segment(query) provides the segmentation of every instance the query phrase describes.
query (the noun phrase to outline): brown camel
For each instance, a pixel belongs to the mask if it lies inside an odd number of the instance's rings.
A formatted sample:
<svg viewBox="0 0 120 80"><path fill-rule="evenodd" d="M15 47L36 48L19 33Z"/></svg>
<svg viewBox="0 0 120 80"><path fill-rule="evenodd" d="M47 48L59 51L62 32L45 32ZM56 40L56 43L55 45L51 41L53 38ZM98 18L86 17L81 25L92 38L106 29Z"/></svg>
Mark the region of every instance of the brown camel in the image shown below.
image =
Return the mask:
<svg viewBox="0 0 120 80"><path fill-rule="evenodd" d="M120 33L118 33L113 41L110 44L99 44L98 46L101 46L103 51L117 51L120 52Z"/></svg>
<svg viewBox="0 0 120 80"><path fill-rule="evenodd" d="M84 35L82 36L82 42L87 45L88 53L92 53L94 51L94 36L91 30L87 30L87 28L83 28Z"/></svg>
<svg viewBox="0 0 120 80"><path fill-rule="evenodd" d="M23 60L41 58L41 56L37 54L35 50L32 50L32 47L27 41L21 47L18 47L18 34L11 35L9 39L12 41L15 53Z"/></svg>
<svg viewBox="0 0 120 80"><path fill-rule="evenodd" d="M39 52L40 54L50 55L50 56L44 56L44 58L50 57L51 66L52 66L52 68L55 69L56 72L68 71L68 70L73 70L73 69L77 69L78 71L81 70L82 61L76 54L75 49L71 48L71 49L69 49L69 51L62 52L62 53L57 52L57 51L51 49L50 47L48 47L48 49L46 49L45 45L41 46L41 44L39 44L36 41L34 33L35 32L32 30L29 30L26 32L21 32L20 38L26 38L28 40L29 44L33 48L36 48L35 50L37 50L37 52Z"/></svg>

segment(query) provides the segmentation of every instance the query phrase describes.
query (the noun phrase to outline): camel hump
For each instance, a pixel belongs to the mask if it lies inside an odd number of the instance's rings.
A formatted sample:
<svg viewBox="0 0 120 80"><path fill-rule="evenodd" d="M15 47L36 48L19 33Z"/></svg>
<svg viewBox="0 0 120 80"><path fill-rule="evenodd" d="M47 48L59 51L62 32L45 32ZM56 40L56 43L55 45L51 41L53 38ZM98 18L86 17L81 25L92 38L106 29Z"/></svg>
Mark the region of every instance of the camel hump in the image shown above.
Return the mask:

━━━

▶ [GIVEN REQUEST]
Print out the whole listing exactly as it appears.

▶ [RESPONSE TO THE EXERCISE]
segment(query) provides the segmentation of every instance the query phrase describes.
query (the noun phrase to outline): brown camel
For each instance, a pixel belongs to the mask if it lies inside an odd number of the instance's rings.
A formatted sample:
<svg viewBox="0 0 120 80"><path fill-rule="evenodd" d="M15 47L36 48L19 33Z"/></svg>
<svg viewBox="0 0 120 80"><path fill-rule="evenodd" d="M47 48L59 51L62 32L45 32ZM56 40L56 43L55 45L51 41L53 38ZM98 18L86 17L81 25L92 38L106 29Z"/></svg>
Mark the region of every instance of the brown camel in the image shown below.
image =
Return the mask:
<svg viewBox="0 0 120 80"><path fill-rule="evenodd" d="M120 33L118 33L113 41L110 44L99 44L98 46L101 46L103 51L117 51L120 52Z"/></svg>
<svg viewBox="0 0 120 80"><path fill-rule="evenodd" d="M84 35L82 36L82 42L87 45L88 53L92 53L94 51L94 36L91 30L87 30L87 28L83 28Z"/></svg>
<svg viewBox="0 0 120 80"><path fill-rule="evenodd" d="M23 60L41 58L41 56L37 54L35 50L32 50L32 47L27 41L21 47L18 47L18 34L11 35L9 39L12 41L15 53Z"/></svg>
<svg viewBox="0 0 120 80"><path fill-rule="evenodd" d="M39 52L40 54L50 55L50 56L44 56L44 58L50 57L51 66L52 66L52 68L55 69L56 72L68 71L68 70L73 70L73 69L77 69L78 71L81 70L82 61L76 54L75 49L71 48L71 49L69 49L69 51L62 52L62 53L57 52L57 51L51 49L50 47L48 47L48 49L46 49L45 45L41 46L41 44L39 44L36 41L34 33L35 32L32 30L29 30L26 32L21 32L20 38L26 38L28 40L29 44L33 48L36 48L35 50L37 50L37 52Z"/></svg>

segment(query) provides the segmentation of every instance the query phrase describes.
query (the noun phrase to outline): camel hump
For each instance, a pixel belongs to the mask if it lies inside an odd number of the instance's rings.
A formatted sample:
<svg viewBox="0 0 120 80"><path fill-rule="evenodd" d="M15 47L36 48L19 33Z"/></svg>
<svg viewBox="0 0 120 80"><path fill-rule="evenodd" d="M47 48L59 51L62 32L45 32ZM56 40L56 43L55 45L51 41L53 38ZM98 18L86 17L81 25L92 38L106 29Z"/></svg>
Mark the region of every instance of the camel hump in the image shown above.
Return the mask:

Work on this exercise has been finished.